### Задачи:
• a. Какой фразой, согласно отрывку о дружбе, всегда заканчивается диалог с Катей Новокрещеновой?
• b. Продолжите отрывок о дружбе, начав сразу после его последнего предложения.

### Исходный текст:
↓↓↓
Знаю, что актёры, которые много снимаются, относятся к подобным вещам очень просто. Называют коллег условными кинодружочками: пока я тут, дружу со всеми, а потом мне это будет не нужно. Я не готова тратиться на формальное общение, потому что у меня есть жажда и желание узнавать людей, интересоваться их жизнями, существованием внутри профессии.
Некоторые владеют уникальным талантом: умеют со всеми поддерживать связь: и о дне рождения не забудут, и мем вовремя скинут, и с Яблочным спасом поздравят. Я знакомлюсь с людьми в надежде на дружбу, но понимаю, что времени катастрофически не хватает. Иногда прямо заставляю себя писать приятелям, потому что все люди разные. Например, я не страдаю от того, что редко вижусь с друзьями, — для меня человек не отдалится даже с одной встречей раз в полгода. Но иногда люди думают, что ты от них дистанцируешься, поэтому учусь поддерживать дружбу.
В этом плане нам супер с Катей Новокрещеновой: можем не общаться месяц, но она скинет какой-нибудь мем из серии «Я покакал», и разговор завяжется. Наш диалог всегда заканчивается фразой «Я тебя так люблю». Когда мне плохо, захожу туда и слушаю её голосовые с искренними комплиментами и теплотой. Люблю людей, которые не обижаются и всё понимают. Как мы в школе постоянно переписывались в соцсетях? Наверное, это издержки взрослой жизни.
↑↑↑
Собранные записи данных:
↓↓↓
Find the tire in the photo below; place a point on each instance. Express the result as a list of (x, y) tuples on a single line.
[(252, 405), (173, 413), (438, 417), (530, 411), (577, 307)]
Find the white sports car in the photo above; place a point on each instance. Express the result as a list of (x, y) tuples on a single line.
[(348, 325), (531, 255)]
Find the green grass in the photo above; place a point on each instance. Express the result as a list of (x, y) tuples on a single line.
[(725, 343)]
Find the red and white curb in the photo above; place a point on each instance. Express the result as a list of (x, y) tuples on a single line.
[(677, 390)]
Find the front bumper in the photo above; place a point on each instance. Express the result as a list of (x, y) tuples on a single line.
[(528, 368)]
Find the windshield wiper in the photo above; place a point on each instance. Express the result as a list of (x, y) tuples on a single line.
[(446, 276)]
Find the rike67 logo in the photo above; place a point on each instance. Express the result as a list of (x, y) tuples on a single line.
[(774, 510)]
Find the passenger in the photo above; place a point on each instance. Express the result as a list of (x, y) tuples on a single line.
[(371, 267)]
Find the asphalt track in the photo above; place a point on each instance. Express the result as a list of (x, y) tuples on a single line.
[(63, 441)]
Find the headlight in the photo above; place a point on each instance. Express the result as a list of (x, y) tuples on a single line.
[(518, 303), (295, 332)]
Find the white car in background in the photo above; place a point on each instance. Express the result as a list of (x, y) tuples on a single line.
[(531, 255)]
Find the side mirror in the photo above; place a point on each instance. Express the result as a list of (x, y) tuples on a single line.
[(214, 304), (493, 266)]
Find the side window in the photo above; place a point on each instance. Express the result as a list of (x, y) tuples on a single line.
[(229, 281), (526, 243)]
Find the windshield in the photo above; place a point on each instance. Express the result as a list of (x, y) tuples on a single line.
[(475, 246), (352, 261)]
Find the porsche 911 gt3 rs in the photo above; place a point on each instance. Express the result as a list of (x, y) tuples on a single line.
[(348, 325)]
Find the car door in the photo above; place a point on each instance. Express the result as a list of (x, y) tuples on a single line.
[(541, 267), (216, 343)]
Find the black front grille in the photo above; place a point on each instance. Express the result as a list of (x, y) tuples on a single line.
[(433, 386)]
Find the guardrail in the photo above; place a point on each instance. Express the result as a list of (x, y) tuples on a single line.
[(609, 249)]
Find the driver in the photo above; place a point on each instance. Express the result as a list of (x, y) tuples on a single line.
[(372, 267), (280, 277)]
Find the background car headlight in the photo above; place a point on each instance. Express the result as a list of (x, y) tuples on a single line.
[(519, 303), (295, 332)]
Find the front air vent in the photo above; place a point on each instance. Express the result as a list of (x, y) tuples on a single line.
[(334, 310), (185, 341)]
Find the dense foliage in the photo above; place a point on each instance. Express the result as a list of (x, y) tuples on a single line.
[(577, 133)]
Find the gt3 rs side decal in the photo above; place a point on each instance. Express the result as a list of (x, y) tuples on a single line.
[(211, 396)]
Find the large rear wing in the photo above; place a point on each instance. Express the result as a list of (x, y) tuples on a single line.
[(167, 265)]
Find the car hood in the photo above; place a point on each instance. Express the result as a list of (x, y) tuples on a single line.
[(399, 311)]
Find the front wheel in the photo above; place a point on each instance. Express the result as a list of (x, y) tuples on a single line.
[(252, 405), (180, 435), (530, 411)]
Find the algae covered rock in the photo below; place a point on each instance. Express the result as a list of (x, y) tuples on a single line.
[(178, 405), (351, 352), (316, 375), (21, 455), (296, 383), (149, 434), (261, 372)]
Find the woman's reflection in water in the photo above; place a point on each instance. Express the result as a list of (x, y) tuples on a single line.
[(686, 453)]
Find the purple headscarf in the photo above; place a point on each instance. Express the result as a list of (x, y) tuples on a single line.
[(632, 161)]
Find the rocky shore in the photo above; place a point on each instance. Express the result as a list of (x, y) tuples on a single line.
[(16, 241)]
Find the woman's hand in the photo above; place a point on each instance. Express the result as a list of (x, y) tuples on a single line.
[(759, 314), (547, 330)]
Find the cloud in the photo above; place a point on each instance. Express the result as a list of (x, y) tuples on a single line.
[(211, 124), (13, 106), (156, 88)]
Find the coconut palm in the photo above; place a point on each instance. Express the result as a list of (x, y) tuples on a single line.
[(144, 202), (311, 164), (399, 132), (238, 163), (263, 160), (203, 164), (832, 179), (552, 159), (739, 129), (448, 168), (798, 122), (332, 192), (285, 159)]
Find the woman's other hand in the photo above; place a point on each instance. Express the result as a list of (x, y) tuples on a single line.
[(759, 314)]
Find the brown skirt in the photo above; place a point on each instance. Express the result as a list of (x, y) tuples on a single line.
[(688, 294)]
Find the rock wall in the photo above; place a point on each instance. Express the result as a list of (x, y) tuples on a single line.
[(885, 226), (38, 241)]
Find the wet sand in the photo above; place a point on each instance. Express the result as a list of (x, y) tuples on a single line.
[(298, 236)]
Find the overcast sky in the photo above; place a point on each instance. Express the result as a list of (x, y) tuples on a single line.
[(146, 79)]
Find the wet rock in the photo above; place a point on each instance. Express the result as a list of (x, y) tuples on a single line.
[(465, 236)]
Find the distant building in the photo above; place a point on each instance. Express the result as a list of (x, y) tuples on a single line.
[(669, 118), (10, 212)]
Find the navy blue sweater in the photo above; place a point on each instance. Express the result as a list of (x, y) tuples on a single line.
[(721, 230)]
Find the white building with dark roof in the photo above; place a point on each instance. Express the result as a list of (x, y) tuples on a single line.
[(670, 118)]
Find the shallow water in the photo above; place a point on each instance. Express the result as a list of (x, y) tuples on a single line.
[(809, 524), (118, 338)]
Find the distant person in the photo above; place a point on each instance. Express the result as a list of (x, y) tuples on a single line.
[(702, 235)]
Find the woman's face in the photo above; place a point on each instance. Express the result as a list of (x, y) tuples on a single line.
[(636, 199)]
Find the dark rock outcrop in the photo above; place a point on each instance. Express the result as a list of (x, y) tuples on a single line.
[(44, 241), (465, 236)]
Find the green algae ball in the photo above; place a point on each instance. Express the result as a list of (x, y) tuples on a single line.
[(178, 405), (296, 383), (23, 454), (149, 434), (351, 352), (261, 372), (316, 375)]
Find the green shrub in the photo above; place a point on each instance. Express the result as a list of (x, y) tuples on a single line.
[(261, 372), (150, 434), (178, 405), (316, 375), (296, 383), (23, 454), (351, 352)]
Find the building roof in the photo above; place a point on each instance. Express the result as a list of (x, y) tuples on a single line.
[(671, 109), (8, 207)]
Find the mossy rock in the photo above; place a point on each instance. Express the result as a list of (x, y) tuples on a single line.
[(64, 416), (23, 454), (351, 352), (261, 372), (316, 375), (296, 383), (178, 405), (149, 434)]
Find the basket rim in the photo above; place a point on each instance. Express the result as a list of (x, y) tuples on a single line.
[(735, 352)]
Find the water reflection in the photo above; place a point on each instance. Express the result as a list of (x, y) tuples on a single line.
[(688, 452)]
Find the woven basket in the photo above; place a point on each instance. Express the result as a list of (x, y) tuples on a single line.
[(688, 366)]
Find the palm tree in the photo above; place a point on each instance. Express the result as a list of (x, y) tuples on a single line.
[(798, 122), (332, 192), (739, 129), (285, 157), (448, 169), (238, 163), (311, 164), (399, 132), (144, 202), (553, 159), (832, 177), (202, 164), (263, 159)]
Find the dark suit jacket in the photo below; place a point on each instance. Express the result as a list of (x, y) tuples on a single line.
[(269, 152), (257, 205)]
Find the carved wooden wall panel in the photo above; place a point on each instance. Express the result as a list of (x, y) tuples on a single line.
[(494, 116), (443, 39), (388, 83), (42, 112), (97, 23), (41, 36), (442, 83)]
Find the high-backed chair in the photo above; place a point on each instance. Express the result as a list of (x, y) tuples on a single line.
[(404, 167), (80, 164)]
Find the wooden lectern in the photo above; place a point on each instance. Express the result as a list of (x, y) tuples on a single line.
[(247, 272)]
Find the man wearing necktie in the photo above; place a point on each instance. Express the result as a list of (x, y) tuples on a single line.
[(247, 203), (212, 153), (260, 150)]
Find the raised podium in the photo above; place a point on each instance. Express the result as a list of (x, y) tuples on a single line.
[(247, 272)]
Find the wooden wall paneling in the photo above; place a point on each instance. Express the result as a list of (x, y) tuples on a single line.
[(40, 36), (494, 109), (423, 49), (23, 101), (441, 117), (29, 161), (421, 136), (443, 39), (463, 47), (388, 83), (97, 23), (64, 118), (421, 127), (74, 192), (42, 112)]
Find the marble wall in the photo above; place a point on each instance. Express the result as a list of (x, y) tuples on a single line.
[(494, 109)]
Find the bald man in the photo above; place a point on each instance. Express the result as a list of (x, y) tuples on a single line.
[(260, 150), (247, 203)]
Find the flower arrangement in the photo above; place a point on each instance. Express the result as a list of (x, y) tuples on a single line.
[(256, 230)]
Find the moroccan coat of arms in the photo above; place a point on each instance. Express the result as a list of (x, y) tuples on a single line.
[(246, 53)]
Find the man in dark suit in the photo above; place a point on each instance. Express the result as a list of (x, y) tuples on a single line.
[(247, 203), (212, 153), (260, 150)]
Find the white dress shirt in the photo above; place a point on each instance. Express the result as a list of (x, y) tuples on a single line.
↑↑↑
### Результаты заданий:
• a. «Я тебя так люблю».

• b.
— Чувствуешь ли ты недостаток киношного образования в театральных вузах? Расскажи о своём опыте.
— Важно понимать, что ни в каких театральных институтах не учат работе в кино. Ты можешь получить опыт только на съёмочной площадке. Во ВГИКе есть несколько плюсов. Первое время студенты-режиссёры звали нас сниматься в учебных работах. Там не страшно ошибаться.
При этом я понимаю: если бы получала актёрский опыт только на площадке, мне бы его не хватало. Чувствую, в чём институт помог. Спасибо моему педагогу, Наталье Александровне Волошиной, которая очень много сделала для меня — даже разбирала пробы. Повезло, что наши преподаватели не против съёмок.
— Были ли у тебя проблемы в работе с хромакеем без подготовки?
— Абсолютно нет. Меня очень легко увлечь. Я азартная в плане профессии и опыта. Даже с каскадёрскими трюками: сначала говорю, как мне страшно, а потом меня не угомонить. В «Подростках в космосе» меня подвешивали на тросе, а я кричала: «Выше-выше, сейчас ещё сальтуху буду крутить!» Мне сразу становится весело, а страх куда-то пропадает. Так что сложно не было: я чётко выполняла команды режиссёра и каскадёров.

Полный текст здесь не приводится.